▶ [WORK REQUIRED] Please pick out every line of the data below that contains the word "scoreboard", and copy each one. Case counts, so only matches with the same capitalization qualify.

* BEGIN *

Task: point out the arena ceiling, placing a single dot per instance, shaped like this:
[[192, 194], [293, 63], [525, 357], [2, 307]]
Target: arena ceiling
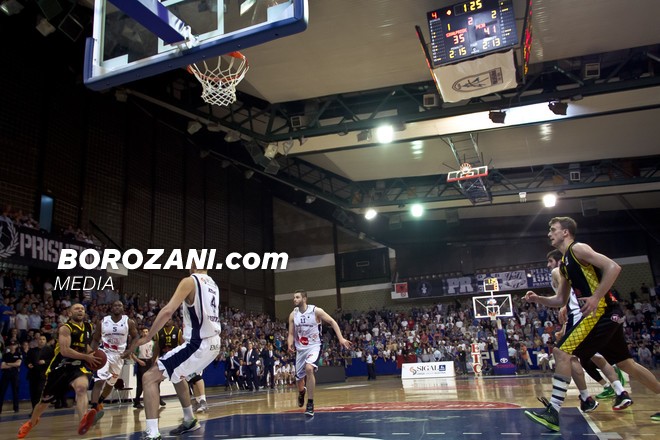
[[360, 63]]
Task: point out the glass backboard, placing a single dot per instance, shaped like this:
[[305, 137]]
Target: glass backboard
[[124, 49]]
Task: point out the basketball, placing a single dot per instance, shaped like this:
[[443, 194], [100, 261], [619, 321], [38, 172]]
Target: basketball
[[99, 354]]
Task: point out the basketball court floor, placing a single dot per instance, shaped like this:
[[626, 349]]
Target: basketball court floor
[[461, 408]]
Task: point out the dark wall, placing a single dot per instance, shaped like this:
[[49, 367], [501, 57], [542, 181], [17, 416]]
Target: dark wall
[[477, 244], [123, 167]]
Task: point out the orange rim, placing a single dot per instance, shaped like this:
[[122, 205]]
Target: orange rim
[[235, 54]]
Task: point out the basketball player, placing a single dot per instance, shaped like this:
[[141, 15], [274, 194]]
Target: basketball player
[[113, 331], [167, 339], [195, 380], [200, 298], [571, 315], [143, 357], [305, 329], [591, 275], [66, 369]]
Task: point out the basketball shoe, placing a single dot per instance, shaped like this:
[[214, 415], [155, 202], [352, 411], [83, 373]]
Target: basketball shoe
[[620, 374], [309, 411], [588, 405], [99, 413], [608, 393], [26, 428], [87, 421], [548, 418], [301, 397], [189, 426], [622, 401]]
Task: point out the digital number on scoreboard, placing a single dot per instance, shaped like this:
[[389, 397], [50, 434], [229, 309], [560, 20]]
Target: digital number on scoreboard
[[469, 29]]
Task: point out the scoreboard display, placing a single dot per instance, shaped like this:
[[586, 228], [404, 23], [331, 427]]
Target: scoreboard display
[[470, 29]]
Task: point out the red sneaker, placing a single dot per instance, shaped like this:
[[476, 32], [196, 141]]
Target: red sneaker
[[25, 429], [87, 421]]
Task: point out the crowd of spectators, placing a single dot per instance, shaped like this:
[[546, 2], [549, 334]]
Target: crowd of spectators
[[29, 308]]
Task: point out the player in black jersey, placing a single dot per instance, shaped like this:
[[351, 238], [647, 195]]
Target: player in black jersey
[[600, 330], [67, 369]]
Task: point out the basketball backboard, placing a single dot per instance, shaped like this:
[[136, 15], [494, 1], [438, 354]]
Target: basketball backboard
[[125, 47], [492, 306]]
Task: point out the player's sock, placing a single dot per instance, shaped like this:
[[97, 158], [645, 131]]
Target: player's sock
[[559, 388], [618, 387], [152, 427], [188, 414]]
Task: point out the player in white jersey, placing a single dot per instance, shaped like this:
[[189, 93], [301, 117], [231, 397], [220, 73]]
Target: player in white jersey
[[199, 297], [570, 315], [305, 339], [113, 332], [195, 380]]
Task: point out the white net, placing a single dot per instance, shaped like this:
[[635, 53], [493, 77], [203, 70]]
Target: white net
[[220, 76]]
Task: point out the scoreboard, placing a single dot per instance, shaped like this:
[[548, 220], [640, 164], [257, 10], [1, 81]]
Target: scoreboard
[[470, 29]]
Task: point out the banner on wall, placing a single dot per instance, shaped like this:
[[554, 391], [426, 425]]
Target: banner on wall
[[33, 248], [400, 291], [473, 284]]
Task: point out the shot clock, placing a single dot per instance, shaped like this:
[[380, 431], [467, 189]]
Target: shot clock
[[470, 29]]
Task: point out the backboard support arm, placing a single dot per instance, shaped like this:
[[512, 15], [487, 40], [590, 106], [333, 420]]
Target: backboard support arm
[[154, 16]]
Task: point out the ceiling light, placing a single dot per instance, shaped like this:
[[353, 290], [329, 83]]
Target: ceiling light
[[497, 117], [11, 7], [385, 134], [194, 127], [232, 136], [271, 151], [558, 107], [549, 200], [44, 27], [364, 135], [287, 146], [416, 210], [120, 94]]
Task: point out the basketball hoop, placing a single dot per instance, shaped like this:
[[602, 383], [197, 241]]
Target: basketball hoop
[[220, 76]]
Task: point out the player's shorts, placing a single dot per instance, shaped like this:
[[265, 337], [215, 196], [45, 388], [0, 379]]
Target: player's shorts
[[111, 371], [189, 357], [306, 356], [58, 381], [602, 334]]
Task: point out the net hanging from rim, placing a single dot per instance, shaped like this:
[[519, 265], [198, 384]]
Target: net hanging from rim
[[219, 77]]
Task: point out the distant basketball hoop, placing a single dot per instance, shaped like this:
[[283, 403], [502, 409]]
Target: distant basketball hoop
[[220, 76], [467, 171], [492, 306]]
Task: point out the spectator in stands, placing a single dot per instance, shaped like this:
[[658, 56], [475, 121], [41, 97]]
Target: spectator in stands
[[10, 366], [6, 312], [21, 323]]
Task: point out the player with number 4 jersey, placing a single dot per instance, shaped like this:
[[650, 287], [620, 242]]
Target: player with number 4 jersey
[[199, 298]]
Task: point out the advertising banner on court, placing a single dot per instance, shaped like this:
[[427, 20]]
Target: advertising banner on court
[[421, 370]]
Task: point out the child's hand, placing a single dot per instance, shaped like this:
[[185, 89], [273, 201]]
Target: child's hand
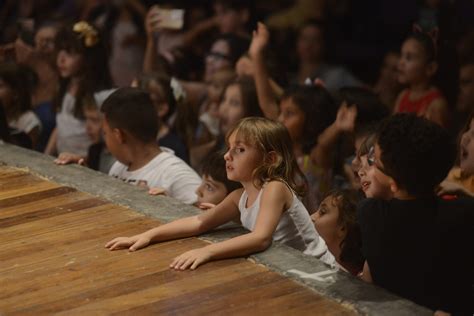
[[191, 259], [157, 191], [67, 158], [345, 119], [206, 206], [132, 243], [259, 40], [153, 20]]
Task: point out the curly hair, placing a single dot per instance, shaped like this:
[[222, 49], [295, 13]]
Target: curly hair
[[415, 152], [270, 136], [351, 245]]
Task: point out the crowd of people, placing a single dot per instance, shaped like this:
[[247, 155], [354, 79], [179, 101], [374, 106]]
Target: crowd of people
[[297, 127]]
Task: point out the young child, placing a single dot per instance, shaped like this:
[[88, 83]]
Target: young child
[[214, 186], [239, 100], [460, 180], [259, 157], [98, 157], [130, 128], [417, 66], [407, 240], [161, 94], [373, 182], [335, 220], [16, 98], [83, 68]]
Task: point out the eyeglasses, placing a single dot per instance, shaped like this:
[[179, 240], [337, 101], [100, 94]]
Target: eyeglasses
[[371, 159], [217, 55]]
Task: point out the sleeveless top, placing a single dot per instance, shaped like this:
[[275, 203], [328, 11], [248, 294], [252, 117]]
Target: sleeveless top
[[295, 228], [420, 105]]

* END *
* BEGIN *

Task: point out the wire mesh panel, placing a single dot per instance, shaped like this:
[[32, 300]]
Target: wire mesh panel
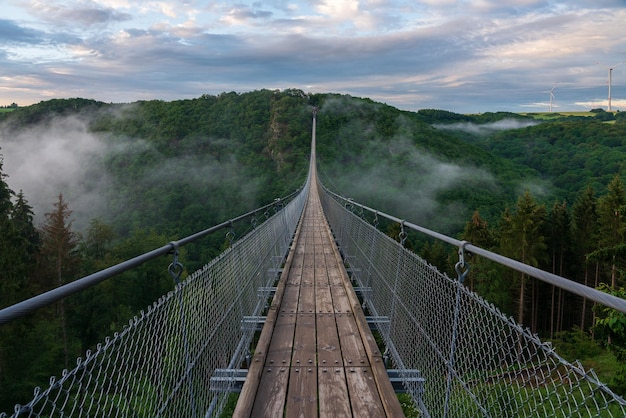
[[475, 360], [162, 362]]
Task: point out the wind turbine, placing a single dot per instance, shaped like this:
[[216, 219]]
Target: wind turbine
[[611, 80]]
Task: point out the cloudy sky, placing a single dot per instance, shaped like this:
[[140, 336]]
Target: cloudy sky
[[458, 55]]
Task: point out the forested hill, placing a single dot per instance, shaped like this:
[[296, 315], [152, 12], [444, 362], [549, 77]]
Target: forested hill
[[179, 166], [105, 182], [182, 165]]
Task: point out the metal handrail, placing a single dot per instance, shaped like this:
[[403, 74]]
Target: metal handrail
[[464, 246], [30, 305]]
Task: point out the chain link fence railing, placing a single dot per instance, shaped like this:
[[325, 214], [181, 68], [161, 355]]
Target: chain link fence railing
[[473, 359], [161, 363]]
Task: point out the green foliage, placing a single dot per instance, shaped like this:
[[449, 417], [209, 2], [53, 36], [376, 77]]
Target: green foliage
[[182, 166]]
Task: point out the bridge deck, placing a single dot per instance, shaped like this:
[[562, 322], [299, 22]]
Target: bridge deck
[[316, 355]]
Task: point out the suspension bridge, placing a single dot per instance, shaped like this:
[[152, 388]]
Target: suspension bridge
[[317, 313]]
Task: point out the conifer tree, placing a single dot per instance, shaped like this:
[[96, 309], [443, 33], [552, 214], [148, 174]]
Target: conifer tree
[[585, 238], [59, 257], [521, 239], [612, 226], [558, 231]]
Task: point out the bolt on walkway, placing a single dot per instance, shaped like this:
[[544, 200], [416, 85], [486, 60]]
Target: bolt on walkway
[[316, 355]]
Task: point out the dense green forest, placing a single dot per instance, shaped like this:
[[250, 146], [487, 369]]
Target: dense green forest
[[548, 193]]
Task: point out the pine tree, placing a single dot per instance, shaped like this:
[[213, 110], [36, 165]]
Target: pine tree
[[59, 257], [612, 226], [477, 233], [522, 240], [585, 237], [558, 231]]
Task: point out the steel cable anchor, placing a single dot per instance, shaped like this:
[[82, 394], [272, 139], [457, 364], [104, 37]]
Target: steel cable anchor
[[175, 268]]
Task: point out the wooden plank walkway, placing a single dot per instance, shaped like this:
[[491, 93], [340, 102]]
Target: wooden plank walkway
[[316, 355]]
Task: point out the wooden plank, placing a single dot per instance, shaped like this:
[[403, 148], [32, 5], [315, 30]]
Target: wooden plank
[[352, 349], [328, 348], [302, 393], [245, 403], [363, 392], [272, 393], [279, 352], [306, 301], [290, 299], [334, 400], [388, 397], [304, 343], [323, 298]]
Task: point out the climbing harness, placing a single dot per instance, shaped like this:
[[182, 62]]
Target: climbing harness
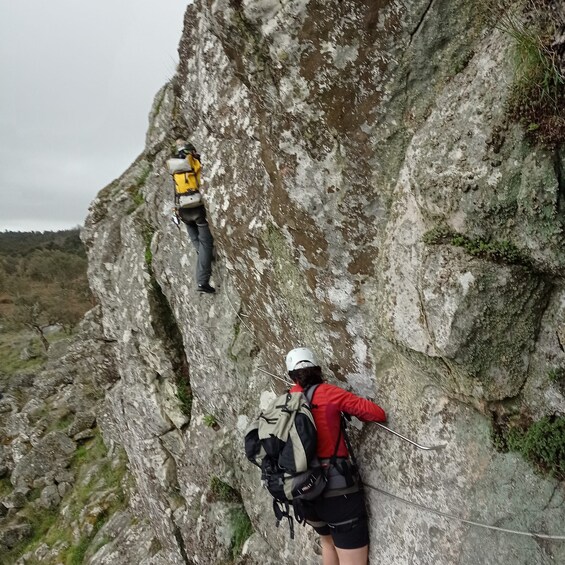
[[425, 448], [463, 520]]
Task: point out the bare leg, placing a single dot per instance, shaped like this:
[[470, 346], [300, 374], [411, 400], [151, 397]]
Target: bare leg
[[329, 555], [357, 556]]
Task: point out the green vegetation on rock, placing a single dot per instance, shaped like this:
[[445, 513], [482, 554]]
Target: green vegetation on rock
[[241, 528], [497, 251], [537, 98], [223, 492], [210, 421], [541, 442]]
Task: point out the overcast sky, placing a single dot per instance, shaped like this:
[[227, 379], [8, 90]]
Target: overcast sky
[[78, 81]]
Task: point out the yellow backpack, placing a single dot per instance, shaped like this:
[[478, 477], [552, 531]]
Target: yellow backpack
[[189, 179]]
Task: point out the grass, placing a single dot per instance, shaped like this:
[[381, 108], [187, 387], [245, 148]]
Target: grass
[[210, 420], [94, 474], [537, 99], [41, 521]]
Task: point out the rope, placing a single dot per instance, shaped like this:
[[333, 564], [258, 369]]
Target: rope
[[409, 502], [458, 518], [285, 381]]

* END *

▶ [OUTPUT BELOW]
Task: point out the digital number on scoreboard, placing a single dot per instance, shaped like this:
Target: digital number on scoreboard
Task: point out the scoreboard display, placing a single dot per instance, shaped like this:
Target: scoreboard display
Task: point out the scoreboard, placing a single dot per instance, shaped like this:
Target: scoreboard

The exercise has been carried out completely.